- Supplied material:
• • • • •

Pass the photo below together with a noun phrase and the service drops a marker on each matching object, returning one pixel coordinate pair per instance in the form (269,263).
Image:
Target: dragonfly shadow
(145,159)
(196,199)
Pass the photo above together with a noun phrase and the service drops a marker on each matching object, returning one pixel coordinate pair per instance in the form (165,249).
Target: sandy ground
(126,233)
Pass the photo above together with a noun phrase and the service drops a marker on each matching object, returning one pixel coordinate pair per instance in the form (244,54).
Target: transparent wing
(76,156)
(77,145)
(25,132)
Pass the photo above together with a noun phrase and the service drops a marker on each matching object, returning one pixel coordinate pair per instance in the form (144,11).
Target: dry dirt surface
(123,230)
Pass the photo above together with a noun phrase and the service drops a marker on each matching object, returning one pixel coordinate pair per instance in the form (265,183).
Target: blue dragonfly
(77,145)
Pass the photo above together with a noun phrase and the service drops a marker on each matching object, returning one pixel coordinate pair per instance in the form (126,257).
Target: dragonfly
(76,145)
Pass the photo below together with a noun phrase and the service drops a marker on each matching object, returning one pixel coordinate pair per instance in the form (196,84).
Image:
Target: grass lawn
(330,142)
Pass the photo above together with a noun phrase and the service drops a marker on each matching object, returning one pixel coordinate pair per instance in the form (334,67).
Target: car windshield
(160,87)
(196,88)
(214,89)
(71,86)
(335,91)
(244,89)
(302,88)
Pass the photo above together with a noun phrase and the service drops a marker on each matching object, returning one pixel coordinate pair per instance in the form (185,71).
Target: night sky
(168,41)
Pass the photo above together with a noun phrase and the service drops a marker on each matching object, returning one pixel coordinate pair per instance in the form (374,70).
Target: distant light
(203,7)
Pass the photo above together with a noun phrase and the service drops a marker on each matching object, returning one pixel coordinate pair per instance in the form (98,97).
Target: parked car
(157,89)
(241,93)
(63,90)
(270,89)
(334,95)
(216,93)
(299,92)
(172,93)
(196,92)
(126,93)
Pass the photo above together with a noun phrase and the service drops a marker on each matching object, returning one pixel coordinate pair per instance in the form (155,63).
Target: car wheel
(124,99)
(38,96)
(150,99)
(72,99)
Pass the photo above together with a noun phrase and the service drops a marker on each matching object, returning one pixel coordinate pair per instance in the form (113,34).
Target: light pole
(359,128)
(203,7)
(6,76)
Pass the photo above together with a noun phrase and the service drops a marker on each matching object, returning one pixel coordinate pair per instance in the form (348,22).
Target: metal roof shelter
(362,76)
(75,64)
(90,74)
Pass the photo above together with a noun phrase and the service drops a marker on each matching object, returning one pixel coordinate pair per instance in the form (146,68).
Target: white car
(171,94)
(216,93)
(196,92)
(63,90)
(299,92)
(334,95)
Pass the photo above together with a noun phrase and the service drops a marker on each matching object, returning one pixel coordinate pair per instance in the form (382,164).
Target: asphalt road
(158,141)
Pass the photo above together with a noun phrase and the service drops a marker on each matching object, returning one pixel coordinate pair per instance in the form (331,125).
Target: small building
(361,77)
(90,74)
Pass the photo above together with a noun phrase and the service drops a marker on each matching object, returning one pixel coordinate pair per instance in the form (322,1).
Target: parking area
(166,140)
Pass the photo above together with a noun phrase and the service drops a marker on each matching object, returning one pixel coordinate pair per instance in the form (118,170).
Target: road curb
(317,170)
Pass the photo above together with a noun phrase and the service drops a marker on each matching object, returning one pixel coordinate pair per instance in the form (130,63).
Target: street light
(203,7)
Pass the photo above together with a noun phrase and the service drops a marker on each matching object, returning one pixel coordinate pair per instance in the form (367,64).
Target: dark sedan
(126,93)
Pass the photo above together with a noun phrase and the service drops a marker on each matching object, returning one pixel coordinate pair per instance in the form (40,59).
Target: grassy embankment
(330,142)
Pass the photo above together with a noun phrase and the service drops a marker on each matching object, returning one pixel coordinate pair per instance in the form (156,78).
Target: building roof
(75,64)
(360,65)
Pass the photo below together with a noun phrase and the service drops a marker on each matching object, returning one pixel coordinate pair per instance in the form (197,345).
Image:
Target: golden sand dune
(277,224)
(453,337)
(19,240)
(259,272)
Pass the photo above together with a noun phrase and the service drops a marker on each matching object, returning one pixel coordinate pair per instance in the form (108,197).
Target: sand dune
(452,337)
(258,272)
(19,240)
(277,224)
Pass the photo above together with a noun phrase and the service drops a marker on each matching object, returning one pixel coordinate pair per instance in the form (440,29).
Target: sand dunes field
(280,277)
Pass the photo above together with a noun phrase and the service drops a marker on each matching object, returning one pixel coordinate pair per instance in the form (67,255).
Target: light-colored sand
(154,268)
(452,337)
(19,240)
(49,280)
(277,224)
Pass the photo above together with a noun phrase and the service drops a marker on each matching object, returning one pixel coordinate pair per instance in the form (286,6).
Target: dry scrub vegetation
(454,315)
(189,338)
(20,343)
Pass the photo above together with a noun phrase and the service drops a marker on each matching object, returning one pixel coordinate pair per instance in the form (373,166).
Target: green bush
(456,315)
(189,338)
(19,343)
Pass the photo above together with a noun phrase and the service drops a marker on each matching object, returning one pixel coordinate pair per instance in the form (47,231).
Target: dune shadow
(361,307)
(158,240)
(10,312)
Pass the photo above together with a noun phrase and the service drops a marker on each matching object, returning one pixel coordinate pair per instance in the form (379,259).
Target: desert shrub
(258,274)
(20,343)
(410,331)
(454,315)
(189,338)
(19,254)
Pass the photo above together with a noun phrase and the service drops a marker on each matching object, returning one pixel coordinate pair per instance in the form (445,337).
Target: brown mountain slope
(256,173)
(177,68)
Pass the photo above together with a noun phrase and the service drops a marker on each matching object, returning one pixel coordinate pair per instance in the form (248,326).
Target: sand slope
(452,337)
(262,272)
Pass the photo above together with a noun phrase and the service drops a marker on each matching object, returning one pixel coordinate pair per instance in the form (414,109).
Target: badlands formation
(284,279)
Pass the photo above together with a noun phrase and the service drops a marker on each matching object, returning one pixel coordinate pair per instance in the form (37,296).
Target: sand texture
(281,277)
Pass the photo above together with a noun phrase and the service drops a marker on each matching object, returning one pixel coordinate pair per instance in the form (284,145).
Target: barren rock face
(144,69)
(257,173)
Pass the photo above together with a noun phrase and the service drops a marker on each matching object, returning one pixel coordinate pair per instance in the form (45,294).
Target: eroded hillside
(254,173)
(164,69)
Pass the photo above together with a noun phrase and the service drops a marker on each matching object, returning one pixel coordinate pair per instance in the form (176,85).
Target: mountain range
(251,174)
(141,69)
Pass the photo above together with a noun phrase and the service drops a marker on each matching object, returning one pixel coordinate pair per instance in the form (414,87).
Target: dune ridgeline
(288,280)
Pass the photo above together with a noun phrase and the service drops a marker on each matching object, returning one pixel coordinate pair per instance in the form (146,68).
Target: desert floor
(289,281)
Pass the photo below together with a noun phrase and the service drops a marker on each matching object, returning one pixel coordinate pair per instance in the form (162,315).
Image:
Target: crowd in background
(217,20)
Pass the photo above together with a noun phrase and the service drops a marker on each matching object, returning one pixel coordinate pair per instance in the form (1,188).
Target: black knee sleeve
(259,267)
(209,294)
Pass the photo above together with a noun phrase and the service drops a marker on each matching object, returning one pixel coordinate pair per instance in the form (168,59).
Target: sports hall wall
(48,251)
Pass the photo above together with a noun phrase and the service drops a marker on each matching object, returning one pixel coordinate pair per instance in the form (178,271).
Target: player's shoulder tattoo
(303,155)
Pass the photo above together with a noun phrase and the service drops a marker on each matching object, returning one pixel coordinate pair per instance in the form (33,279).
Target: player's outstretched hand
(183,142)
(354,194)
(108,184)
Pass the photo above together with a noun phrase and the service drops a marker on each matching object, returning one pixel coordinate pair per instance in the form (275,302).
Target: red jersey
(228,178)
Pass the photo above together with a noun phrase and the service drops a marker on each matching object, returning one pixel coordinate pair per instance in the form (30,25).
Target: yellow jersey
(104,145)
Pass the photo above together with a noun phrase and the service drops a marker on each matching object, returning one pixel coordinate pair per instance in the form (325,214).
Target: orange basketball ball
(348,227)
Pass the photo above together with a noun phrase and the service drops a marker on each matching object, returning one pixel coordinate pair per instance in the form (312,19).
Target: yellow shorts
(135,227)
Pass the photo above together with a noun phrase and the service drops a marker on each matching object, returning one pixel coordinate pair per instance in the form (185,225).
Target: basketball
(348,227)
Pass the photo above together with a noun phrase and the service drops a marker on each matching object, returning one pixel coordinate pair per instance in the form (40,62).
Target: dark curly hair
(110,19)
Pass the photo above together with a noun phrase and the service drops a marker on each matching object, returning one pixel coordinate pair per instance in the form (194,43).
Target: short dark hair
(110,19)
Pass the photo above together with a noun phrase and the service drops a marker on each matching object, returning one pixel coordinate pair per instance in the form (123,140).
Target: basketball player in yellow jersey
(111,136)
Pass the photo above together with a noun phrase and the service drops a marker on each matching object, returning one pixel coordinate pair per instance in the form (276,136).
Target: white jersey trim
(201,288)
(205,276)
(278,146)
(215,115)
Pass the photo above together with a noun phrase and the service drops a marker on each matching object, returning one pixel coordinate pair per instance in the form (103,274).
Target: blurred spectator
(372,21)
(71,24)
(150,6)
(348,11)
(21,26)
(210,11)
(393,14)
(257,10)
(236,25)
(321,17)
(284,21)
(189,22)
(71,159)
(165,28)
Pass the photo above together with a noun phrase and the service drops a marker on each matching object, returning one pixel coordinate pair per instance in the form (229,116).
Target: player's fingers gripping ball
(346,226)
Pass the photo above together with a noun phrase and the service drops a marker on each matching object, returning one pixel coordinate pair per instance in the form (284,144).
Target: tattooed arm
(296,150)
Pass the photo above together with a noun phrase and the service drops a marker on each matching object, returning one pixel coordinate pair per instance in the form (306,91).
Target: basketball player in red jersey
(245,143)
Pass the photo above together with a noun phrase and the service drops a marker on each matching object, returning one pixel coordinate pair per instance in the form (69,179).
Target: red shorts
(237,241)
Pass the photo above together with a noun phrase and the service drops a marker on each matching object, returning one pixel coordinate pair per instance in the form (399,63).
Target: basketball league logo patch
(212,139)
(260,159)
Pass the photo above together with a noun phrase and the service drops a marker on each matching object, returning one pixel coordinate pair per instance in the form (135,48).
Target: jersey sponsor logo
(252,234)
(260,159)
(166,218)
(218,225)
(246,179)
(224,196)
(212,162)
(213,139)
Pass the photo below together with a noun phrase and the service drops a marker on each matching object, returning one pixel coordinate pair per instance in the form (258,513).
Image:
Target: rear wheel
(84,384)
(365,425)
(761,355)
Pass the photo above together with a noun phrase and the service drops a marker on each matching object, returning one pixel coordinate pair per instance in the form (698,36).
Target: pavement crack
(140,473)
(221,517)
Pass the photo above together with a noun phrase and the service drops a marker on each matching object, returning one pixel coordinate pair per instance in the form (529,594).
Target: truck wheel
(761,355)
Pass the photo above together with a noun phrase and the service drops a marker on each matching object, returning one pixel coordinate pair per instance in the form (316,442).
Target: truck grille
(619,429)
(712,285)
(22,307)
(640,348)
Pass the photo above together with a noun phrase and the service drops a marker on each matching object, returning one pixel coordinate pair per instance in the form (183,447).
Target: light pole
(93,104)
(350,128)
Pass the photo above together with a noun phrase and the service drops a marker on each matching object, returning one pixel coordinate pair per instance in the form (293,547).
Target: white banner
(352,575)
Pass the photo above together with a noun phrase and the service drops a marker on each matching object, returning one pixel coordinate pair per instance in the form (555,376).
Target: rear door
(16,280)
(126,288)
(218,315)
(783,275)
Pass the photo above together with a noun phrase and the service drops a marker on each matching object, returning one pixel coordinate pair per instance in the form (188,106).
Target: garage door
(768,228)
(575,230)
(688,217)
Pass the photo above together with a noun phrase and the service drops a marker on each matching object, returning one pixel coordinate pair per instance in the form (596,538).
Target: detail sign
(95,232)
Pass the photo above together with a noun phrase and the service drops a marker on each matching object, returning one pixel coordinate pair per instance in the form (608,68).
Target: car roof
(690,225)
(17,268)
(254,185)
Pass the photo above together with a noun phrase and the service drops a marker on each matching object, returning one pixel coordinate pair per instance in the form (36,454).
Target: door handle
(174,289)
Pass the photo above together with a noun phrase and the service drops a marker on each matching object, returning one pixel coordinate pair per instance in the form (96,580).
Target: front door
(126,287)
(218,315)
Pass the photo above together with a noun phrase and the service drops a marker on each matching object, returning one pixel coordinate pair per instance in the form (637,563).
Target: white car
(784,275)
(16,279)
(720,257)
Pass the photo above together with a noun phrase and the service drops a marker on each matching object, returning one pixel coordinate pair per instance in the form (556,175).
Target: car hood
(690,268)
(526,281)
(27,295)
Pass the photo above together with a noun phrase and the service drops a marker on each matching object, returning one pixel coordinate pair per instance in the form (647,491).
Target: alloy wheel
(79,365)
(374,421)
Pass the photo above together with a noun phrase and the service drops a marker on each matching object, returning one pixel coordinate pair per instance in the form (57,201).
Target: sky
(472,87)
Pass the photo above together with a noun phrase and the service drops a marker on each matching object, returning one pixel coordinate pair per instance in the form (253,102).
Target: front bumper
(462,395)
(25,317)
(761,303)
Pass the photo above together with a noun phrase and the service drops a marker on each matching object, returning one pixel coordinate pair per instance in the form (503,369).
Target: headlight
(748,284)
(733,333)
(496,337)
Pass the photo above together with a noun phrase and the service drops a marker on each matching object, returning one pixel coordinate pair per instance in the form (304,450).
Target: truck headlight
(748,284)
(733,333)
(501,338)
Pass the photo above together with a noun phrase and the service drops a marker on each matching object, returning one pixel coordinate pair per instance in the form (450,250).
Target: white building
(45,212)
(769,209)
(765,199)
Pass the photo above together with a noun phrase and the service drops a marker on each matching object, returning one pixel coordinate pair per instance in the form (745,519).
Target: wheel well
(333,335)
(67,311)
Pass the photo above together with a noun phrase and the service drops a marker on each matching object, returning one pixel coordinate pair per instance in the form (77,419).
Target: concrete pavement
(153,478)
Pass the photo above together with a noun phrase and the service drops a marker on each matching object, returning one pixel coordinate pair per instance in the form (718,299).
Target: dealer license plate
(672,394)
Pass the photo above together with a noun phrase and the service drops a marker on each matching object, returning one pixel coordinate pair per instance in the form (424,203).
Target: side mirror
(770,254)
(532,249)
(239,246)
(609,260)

• • • • •

- Given instruction: Give back exactly the lines from the line holding "the form (647,491)." through the last line of the listing, including both.

- Task output:
Pass the photo above together with a noun phrase and the service drops a marker on each matching object, returning one pixel coordinate pair per instance in the form (647,491).
Target: alloy wheel
(79,365)
(374,421)
Pass the photo above together with a noun phrase and the service drops a marker on each matching object, returning one pixel coordinate pair per instance in the form (57,201).
Target: sky
(472,87)
Pass the photo above together with a noun phrase and the service drops a marker on each matching object, returning one pixel coordinate pair per instance in the form (253,102).
Target: front bumper
(462,395)
(25,317)
(761,303)
Pass the photo above together with a noun phrase and the service drops a marker on each matching object, returning one pixel coordinate pair per instance in the form (503,369).
Target: headlight
(748,284)
(733,333)
(496,337)
Pass the photo above together with a noun phrase and the service drops a marker on each matching object, returning one pixel coordinate pair per instance in the form (304,450).
Target: truck headlight
(748,284)
(733,333)
(501,338)
Pass the photo above together with a noun phrase and the service drops a marker on each matching object, returning one pixel coordinate pair per instance in the form (450,250).
Target: white building
(45,212)
(769,209)
(765,199)
Pass the photo above together with a noun phrase and the service drops a marker on each matching object, returning one pixel coordinate pair per instance in the form (745,519).
Target: wheel well
(333,335)
(67,311)
Pass the photo above together with a noun phrase and the service drops a marker on each matching object, returning one pixel coordinate pair per instance in the form (77,419).
Target: concrete pavement
(153,478)
Pass the photo above together with a noun phrase and the service drops a marker on each matching object, returning one pixel coordinate pair per instance in the form (718,299).
Target: dealer license plate
(672,394)
Pass the photo above together with a noun phrase and the service drops a marker on each matching object, returning one pixel coordinate pair per instance in the form (424,203).
Target: side mirror
(770,254)
(532,249)
(239,246)
(609,260)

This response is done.